Location-labeling records
◆ ◆ ◆

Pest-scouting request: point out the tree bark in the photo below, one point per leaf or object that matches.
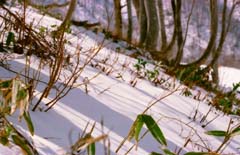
(153, 27)
(179, 32)
(162, 24)
(142, 23)
(129, 9)
(118, 19)
(212, 40)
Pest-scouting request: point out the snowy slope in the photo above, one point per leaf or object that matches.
(117, 103)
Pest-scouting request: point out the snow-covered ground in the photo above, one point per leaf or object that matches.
(115, 102)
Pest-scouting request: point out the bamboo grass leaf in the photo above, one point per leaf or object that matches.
(217, 133)
(154, 129)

◆ ◆ ◆

Goal.
Quote every one of the records above verbatim, leaving the pictures out of the reproduction.

Answer to the task.
Pest-scouting request: point out the tree bark in the photo below, one point per leaf or object that matches.
(153, 27)
(179, 32)
(162, 24)
(142, 23)
(129, 9)
(118, 19)
(212, 40)
Pest-scouting request: point out the snowy slope in the photo above, one point per leaf or object that matches.
(117, 103)
Pest-scouting request: point out the snow-covered ground in the photo above, one point per leaf or object that matches.
(115, 102)
Pest-scouting request: point out the bamboo grass leaf in the photo above, one point per leaf or object that matches.
(217, 133)
(154, 129)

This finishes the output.